> [EXERCISE OBJECTIVE]:
Copy out the records below with every "wanted" replaced by "requested", keeping all else the same.

> [DATASET ENTRIES]:
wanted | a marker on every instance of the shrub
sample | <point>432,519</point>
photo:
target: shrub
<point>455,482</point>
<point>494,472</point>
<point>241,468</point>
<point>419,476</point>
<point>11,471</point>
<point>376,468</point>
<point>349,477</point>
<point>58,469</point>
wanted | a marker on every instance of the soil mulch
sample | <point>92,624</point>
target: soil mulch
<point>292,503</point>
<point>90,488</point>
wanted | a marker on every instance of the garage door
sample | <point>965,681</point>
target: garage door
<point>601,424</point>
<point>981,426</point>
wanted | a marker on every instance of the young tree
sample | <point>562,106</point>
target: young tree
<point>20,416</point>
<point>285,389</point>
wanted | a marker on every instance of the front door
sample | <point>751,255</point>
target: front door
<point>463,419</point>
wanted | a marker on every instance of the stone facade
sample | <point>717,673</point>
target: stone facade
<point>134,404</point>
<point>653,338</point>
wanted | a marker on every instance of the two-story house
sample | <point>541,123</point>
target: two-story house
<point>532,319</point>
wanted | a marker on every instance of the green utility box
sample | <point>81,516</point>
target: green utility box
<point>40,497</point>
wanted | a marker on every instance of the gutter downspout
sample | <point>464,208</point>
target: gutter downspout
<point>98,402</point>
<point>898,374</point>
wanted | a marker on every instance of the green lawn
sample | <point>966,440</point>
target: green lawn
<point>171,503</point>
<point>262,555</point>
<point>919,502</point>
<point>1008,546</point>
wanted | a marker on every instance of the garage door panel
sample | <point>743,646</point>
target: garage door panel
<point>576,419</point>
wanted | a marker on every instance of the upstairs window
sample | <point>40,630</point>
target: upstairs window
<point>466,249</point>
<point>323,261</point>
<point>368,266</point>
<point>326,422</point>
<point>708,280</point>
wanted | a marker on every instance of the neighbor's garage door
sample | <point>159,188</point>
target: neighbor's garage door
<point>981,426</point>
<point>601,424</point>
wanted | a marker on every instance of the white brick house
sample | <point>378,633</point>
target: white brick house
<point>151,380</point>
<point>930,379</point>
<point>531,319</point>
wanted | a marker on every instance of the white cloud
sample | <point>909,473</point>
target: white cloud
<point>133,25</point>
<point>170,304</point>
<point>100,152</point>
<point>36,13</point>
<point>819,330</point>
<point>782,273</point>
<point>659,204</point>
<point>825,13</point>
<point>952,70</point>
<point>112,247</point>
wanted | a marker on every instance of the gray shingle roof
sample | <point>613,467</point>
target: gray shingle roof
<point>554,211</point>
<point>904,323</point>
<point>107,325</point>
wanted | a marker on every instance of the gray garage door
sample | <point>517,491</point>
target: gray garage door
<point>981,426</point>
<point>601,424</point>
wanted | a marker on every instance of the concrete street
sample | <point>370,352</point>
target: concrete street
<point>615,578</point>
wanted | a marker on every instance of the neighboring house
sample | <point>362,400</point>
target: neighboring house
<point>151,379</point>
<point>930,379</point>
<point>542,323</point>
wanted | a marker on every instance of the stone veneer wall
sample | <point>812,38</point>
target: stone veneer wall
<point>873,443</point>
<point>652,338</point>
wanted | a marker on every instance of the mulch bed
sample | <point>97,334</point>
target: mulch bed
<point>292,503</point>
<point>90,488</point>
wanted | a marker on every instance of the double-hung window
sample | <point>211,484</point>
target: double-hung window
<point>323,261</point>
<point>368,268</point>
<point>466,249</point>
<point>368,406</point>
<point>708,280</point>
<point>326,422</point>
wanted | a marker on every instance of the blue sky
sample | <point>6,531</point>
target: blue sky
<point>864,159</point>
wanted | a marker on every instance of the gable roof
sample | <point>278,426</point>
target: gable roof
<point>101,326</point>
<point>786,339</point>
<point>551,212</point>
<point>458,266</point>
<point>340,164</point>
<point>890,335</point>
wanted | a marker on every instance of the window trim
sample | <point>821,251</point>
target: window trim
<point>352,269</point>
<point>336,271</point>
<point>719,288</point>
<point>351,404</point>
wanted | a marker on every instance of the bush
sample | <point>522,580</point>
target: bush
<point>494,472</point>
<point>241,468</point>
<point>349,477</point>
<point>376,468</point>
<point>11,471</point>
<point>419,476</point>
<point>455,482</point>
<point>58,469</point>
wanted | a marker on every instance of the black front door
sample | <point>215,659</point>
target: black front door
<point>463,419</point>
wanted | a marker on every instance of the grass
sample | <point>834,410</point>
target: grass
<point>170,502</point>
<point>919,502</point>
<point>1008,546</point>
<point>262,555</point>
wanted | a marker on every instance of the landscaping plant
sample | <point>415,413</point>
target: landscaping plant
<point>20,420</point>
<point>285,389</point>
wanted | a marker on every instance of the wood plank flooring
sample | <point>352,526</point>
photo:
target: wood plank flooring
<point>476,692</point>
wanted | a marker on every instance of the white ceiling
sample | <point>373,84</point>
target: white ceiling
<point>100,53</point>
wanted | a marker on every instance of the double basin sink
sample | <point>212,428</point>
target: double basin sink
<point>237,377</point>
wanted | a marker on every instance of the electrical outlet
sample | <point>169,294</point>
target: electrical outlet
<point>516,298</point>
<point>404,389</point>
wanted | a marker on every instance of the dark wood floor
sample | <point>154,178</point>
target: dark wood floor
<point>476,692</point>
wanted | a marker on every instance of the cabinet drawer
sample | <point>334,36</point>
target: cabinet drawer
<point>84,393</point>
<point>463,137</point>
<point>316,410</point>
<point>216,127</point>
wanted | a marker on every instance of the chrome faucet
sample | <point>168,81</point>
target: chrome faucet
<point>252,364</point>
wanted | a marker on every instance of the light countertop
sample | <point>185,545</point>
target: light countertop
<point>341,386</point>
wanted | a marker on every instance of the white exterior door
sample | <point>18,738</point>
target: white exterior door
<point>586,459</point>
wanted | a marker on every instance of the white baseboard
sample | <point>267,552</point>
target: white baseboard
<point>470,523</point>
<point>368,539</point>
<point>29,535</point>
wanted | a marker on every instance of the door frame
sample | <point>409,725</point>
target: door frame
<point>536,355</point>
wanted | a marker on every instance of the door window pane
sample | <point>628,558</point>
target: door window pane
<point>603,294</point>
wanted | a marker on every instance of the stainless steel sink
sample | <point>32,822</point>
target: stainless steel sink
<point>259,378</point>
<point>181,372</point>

> [CORRECT ANSWER]:
requested | a marker on every instance of the shrub
sample | <point>432,519</point>
photo:
target: shrub
<point>455,482</point>
<point>494,472</point>
<point>241,468</point>
<point>419,476</point>
<point>11,471</point>
<point>376,468</point>
<point>349,477</point>
<point>58,469</point>
requested | a marker on every instance of the soil mulch
sample | <point>92,624</point>
target: soil mulch
<point>292,503</point>
<point>90,488</point>
requested | a marker on every instance of the garage door
sample | <point>965,681</point>
target: garage door
<point>601,424</point>
<point>981,426</point>
requested | a marker on every instance of the young tree
sample | <point>562,106</point>
target: young tree
<point>20,416</point>
<point>285,389</point>
requested | a marker on every instance of the front door
sample | <point>751,255</point>
target: front door
<point>463,419</point>
requested | a marker on every instance of the stone facade
sample | <point>717,673</point>
target: stone facade
<point>134,404</point>
<point>653,338</point>
requested | a marker on every instance of the two-story house
sample | <point>541,123</point>
target: two-story house
<point>532,319</point>
requested | a marker on every instance of the green utility box
sample | <point>81,516</point>
target: green utility box
<point>40,497</point>
requested | a marker on every instance of the gutter downspout
sample | <point>464,208</point>
target: gutter downspout
<point>98,402</point>
<point>898,374</point>
requested | a marker on every instance of the green lawn
sample | <point>966,440</point>
target: green lawn
<point>171,503</point>
<point>262,555</point>
<point>919,502</point>
<point>1008,546</point>
requested | a marker on every instance of the garage door panel
sample | <point>743,646</point>
target: garage door panel
<point>576,419</point>
requested | a marker on every instance of the upstairs window
sample | <point>40,630</point>
target: upstairs window
<point>466,249</point>
<point>323,261</point>
<point>368,266</point>
<point>326,422</point>
<point>708,280</point>
requested | a marker on every instance of the neighbor's garage door
sample | <point>159,188</point>
target: neighbor's garage door
<point>981,426</point>
<point>601,424</point>
requested | a marker on every instance of the white brick house
sample | <point>378,633</point>
target: white brick house
<point>151,380</point>
<point>930,379</point>
<point>531,319</point>
requested | a marker on every instance of the white cloud
sample | <point>909,473</point>
target: white cloud
<point>133,25</point>
<point>170,304</point>
<point>100,152</point>
<point>36,13</point>
<point>819,330</point>
<point>782,273</point>
<point>659,204</point>
<point>825,13</point>
<point>952,70</point>
<point>112,247</point>
requested | a marker on every instance of the gray shingle roof
sample | <point>613,467</point>
target: gray shingle roof
<point>554,211</point>
<point>904,323</point>
<point>107,325</point>
requested | a marker on every instance of the gray garage door
sample | <point>517,491</point>
target: gray garage door
<point>981,426</point>
<point>601,424</point>
requested | a marker on every instance of the concrete street
sample | <point>370,352</point>
target: concrete street
<point>615,578</point>
requested | a marker on every instance of the neighboring house
sample | <point>362,400</point>
target: neighboring house
<point>151,379</point>
<point>930,379</point>
<point>542,323</point>
requested | a marker on every instance of the stone veneer wall
sample | <point>812,38</point>
target: stone veneer wall
<point>873,443</point>
<point>652,338</point>
requested | a marker on every instance of the mulch bed
sample | <point>97,334</point>
target: mulch bed
<point>292,503</point>
<point>90,488</point>
requested | a marker on every instance of the double-hung window
sample | <point>211,484</point>
target: double-hung window
<point>323,261</point>
<point>368,268</point>
<point>466,249</point>
<point>368,406</point>
<point>708,280</point>
<point>326,422</point>
requested | a marker on every instance of the blue sky
sample | <point>6,531</point>
target: blue sky
<point>864,159</point>
requested | a marker on every instance of the gable roof
sample | <point>278,426</point>
target: gable roof
<point>101,326</point>
<point>786,339</point>
<point>551,212</point>
<point>458,266</point>
<point>340,164</point>
<point>890,335</point>
requested | a marker on every instance of the window trim
sample | <point>821,251</point>
target: window trim
<point>352,269</point>
<point>336,271</point>
<point>719,288</point>
<point>351,404</point>
requested | a marker on every instance of the bush
sample | <point>522,580</point>
target: bush
<point>494,472</point>
<point>241,468</point>
<point>349,477</point>
<point>376,468</point>
<point>11,471</point>
<point>419,476</point>
<point>455,482</point>
<point>58,469</point>
requested | a marker on every instance of the black front door
sample | <point>215,659</point>
target: black front door
<point>463,419</point>
requested | a marker on every instance of the grass
sample | <point>834,410</point>
target: grass
<point>170,502</point>
<point>919,502</point>
<point>1008,546</point>
<point>262,555</point>
requested | a marker on every instance of the landscaping plant
sample | <point>415,413</point>
target: landscaping plant
<point>20,420</point>
<point>285,389</point>
requested | a marker on every instance of the wood plank flooring
sample | <point>352,526</point>
photo:
target: wood plank flooring
<point>476,692</point>
requested | a marker on every instance of the white ceiling
sample | <point>373,84</point>
target: white ceiling
<point>100,53</point>
requested | a marker on every instance of the double basin sink
sample | <point>212,428</point>
target: double basin sink
<point>237,377</point>
requested | a marker on every instance of the electrical outlet
sample | <point>169,294</point>
target: electrical outlet
<point>516,298</point>
<point>404,389</point>
requested | a marker on every instance of the dark wood floor
sample | <point>154,178</point>
target: dark wood floor
<point>476,692</point>
requested | a marker on every instance of the cabinet drawer
sample | <point>334,36</point>
target: cabinet drawer
<point>84,393</point>
<point>463,137</point>
<point>316,410</point>
<point>216,127</point>
requested | a marker on every instance of the chrome faucet
sample | <point>168,81</point>
target: chrome faucet
<point>252,364</point>
requested | a marker on every instance of the light countertop
sample | <point>185,545</point>
target: light countertop
<point>341,386</point>
requested | a marker on every instance of the white exterior door
sample | <point>18,738</point>
target: white exterior door
<point>586,459</point>
requested | a marker on every instance of the white baseboard
sample | <point>267,552</point>
target: white baseboard
<point>470,523</point>
<point>368,539</point>
<point>29,535</point>
requested | a marker on every instance of the door frame
sample | <point>409,725</point>
target: door frame
<point>536,355</point>
requested | a marker on every instance of the door window pane
sample | <point>628,558</point>
target: door window pane
<point>603,294</point>
requested | a marker on every instance of the stainless steel sink
sample | <point>32,822</point>
target: stainless steel sink
<point>259,378</point>
<point>181,372</point>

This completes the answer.